== Objective ==
Can you reproduce every one of the records below word for word, changing nothing?

== Data supplied ==
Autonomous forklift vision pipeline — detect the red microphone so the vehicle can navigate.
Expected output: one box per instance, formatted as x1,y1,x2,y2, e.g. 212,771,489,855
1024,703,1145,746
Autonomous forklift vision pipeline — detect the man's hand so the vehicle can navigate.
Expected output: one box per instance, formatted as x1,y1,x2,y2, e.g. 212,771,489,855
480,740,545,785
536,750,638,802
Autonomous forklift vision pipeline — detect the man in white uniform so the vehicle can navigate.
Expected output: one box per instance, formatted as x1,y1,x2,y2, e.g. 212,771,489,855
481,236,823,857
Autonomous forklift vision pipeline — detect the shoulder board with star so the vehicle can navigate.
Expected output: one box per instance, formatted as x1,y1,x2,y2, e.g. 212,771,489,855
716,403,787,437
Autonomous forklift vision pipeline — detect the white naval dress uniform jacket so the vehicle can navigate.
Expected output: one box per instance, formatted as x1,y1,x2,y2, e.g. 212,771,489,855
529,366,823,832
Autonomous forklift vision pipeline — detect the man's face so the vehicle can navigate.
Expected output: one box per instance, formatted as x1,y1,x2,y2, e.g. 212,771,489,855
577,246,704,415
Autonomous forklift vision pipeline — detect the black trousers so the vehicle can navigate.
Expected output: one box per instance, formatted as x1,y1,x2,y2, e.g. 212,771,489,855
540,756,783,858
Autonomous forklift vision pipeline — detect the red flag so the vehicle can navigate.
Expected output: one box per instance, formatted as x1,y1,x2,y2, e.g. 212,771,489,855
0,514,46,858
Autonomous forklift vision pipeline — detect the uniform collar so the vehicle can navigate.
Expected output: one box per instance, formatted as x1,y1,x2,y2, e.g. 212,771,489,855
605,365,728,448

== Problem solution ==
Autonomous forklift vision pipeline — detect the red microphone so the vehicle can navigate.
Expected output: one box per instance, formatted as x1,y1,x2,y2, e.g. 212,771,489,855
1024,703,1145,746
Autonomous forklift vision pipeline — detect the man's hand so the vehicle can navigate.
Expected output: one box per instance, formatted as x1,y1,x2,y2, e.g. 212,771,489,855
480,740,545,785
536,750,638,802
Autonomous forklift vision pipeline — detect the man in white uniform so the vehicle can navigate.
Expected output: one box per instance, formatted as x1,y1,x2,y2, e.g. 212,771,489,855
481,236,823,857
Autonomous forklift vision pipeline — detect the shoulder board with star so the vehicle can navigate.
Expected output: one box per instance, formatted as x1,y1,x2,y2, e.g. 212,771,489,855
716,403,787,437
Autonomous forklift vision pipeline — detect the white naval dress uniform jacket so the vehicle can navigate.
Expected output: one box per instance, formatted as x1,y1,x2,y2, e.g. 212,771,489,855
529,366,823,832
Autonomous forklift vision pipeline — detect the man's face so the vehicle can navigate.
Expected output: one box per instance, formatted as x1,y1,x2,y2, e.g. 212,771,489,855
577,246,704,415
Autonomous forklift vision pipeline — detect the black trousers so the vehicle can navigate.
Expected output: one box per instance, formatted as x1,y1,x2,y2, e.g. 212,771,489,855
540,756,783,858
Autonomous forklift vision pipeline — detect the red flag so the vehicle can navigate.
Expected output: one box per instance, formatted as x1,y1,x2,y2, e.g. 212,771,489,855
0,514,46,858
Autonomous forklift vision pipeline — detect the uniform collar so the vehicle can navigate.
Expected output: one box per instance, formatted as x1,y1,x2,y2, e.g. 212,771,489,855
605,365,728,448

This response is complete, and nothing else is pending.